## GIVEN REQUEST:
From the SHRDLU passage below, write out word for word the part starting at "Together, these capabilities" and ending at "natural language processing.".

The third breakthrough comes in SHRDLU's handling of the pronoun "it." When SHRDLU responds "By 'it', I assume you mean the block which is taller than the one I am holding," it's doing more than simple pronoun resolution. The system is demonstrating metacognitive awareness, the ability to reflect on its own understanding and communicate that understanding back to the user. SHRDLU doesn't just silently resolve the pronoun and act. Instead, it explains its interpretation, making its reasoning transparent. This allows the human to correct any misunderstandings before the action is executed, turning the interaction into a genuine collaboration.

The final question, "What does the box contain?" demonstrates yet another capability: the ability to query the current world state and report it in natural language. SHRDLU must identify the box (using reference resolution again), examine which objects are located inside it, and generate a grammatically correct response that enumerates those objects: "The blue pyramid and the blue block." This requires not just perception and knowledge representation but also natural language generation, the ability to produce appropriate linguistic responses to questions.

Together, these capabilities painted a compelling picture of what genuine language understanding might look like. SHRDLU wasn't simply matching patterns or following scripts. It was building representations, reasoning about those representations, and connecting language to a model of the world.

The Limits of Understanding

For all its impressive capabilities, SHRDLU's limitations proved as instructive as its successes. The system's constraints revealed fundamental challenges that would shape decades of subsequent research in artificial intelligence and natural language processing.

## RECORD EXTRACTS:
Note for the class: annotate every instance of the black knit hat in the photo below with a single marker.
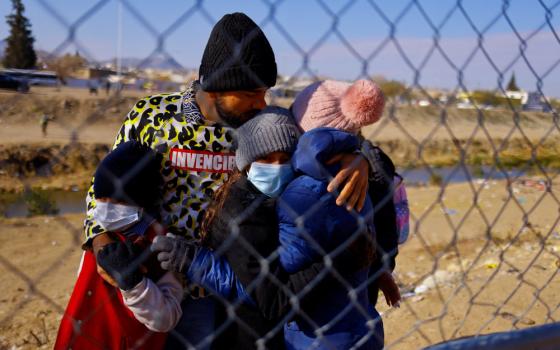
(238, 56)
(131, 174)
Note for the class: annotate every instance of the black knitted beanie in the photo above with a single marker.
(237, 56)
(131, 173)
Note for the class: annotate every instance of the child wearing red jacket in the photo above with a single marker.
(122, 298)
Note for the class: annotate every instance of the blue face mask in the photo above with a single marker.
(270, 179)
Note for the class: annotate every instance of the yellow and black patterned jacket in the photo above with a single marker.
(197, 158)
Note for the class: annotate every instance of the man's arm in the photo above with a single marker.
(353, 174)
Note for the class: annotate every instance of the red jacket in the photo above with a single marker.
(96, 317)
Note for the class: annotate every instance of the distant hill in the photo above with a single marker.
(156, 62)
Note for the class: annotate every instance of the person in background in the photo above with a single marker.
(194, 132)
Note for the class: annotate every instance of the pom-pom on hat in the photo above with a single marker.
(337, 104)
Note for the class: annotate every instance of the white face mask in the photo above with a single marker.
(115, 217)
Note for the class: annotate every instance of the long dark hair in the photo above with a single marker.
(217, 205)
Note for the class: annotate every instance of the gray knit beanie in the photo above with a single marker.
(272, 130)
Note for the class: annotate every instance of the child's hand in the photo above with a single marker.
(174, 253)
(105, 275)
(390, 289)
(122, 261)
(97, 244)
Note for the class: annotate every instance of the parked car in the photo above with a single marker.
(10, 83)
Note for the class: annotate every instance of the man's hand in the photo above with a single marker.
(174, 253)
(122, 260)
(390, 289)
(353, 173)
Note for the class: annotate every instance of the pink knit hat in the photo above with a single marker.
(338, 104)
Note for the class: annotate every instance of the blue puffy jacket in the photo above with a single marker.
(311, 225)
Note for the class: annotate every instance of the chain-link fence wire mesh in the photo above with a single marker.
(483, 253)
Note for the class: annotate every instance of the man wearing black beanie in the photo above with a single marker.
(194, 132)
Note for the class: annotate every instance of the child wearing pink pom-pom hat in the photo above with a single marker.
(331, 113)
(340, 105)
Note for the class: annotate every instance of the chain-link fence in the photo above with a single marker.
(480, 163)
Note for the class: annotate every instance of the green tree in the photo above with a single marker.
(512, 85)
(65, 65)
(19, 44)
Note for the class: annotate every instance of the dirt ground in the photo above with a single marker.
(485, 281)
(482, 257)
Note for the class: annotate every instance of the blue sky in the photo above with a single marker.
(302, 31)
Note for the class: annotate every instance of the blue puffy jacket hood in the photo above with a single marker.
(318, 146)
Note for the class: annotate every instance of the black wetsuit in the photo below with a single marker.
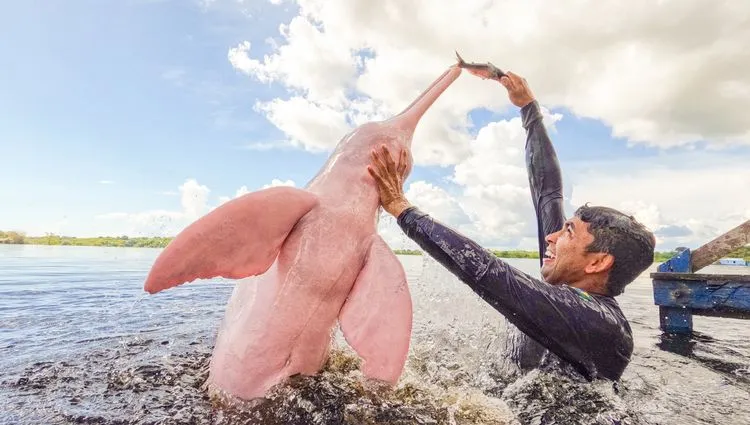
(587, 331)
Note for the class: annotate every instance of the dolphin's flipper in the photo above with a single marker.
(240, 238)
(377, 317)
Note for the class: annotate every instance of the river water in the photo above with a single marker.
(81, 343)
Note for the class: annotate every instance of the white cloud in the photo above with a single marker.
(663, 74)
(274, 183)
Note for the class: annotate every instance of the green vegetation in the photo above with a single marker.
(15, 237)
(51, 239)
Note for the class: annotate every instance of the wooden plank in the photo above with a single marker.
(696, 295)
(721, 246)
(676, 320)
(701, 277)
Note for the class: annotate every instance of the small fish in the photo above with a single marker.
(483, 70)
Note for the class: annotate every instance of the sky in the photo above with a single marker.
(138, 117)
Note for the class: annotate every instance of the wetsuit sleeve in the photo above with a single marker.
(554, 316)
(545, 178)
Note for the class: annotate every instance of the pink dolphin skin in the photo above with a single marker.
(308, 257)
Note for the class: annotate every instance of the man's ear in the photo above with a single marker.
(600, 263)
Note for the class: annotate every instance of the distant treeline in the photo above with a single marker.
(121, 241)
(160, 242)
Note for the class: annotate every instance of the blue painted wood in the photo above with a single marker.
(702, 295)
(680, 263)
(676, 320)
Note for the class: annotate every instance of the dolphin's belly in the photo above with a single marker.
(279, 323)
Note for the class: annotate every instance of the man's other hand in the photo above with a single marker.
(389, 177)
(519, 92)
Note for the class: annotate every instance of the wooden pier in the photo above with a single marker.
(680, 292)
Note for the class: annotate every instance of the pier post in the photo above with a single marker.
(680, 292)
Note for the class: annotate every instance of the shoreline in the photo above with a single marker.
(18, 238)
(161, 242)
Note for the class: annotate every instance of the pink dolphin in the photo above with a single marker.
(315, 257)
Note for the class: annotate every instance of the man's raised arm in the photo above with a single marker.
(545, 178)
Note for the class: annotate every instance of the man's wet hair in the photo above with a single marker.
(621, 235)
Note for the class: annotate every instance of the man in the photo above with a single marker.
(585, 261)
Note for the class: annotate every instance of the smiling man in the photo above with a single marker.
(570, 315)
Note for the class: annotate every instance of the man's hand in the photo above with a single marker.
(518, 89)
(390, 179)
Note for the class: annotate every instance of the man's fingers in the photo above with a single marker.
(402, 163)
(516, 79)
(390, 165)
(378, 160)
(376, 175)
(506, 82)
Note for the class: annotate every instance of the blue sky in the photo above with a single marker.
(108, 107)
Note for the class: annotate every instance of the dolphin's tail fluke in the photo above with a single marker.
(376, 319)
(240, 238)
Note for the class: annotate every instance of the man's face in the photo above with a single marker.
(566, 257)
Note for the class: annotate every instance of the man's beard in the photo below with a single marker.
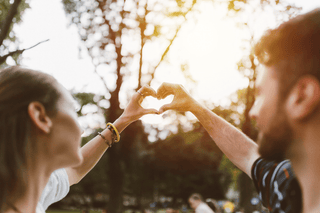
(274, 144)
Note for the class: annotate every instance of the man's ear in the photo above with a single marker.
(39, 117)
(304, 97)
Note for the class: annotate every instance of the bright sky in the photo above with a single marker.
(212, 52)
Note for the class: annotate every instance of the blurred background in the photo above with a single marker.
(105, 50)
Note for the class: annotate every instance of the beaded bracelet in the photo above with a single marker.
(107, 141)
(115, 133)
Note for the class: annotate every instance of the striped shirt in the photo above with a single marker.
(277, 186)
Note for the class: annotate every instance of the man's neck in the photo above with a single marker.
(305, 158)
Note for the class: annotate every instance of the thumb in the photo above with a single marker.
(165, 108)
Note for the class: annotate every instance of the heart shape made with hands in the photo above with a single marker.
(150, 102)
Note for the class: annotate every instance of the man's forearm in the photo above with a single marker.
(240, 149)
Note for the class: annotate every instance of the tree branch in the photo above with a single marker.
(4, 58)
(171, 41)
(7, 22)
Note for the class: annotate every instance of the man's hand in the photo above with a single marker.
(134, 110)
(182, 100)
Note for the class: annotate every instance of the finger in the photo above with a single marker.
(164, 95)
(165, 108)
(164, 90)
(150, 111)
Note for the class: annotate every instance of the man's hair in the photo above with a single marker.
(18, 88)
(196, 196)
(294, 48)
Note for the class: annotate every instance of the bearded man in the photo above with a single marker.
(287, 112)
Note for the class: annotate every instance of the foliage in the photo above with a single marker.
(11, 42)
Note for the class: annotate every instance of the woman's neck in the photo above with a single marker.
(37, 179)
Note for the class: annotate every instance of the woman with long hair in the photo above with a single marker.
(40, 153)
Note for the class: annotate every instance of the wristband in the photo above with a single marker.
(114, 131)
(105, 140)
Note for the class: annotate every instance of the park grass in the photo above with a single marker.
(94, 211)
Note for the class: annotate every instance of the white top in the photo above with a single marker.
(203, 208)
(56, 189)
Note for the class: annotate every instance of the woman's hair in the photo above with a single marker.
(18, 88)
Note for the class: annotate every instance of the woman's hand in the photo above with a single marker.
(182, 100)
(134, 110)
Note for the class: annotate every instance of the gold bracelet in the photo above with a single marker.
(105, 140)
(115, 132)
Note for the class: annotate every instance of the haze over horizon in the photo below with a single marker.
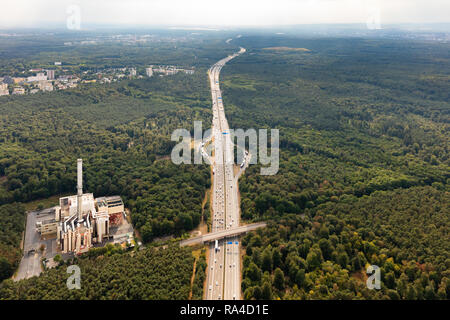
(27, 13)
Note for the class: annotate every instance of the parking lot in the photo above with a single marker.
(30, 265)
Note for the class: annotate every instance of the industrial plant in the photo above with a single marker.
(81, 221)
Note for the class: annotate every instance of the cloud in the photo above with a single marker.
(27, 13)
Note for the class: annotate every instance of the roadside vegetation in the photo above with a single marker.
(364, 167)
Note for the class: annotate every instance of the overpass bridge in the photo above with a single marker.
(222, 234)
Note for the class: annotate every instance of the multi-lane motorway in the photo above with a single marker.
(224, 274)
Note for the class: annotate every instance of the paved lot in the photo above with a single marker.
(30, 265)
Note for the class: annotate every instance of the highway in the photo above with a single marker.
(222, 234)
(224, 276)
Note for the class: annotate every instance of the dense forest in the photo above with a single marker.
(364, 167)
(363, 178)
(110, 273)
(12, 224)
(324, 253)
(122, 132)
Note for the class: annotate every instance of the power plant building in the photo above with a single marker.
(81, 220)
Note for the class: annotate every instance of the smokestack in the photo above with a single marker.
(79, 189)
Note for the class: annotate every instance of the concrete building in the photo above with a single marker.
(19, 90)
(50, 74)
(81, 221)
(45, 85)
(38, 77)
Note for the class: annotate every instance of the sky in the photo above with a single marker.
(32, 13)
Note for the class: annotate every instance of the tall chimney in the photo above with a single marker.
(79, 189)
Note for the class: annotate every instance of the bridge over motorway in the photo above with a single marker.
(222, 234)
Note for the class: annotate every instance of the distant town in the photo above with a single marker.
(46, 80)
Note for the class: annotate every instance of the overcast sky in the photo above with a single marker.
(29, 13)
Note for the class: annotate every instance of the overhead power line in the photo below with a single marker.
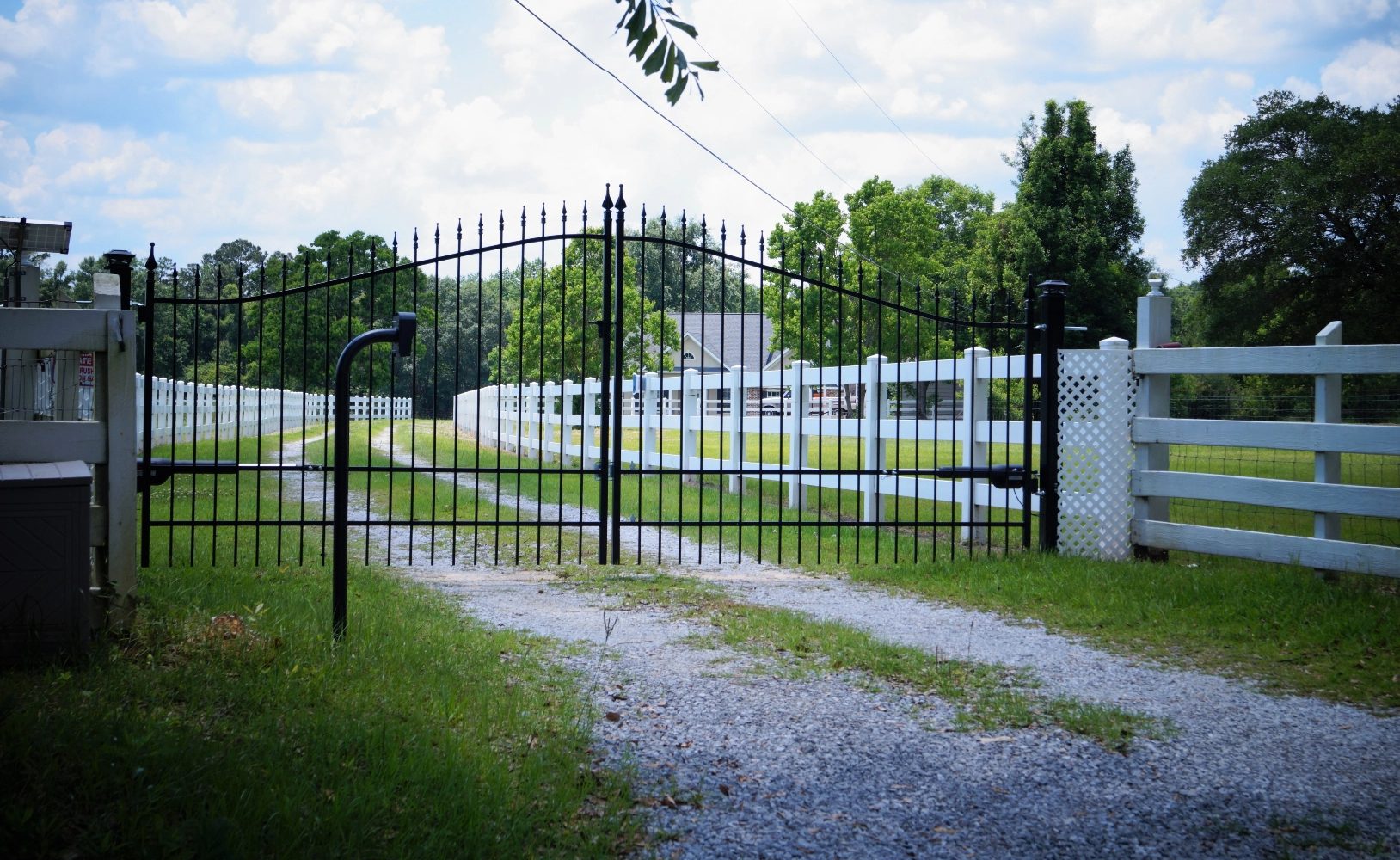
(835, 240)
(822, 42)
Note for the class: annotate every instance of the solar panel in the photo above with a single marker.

## FULL RESPONSE:
Together, these capabilities painted a compelling picture of what genuine language understanding might look like. SHRDLU wasn't simply matching patterns or following scripts. It was building representations, reasoning about those representations, and connecting language to a model of the world.

The Limits of Understanding

For all its impressive capabilities, SHRDLU's limitations proved as instructive as its successes. The system's constraints revealed fundamental challenges that would shape decades of subsequent research in artificial intelligence and natural language processing.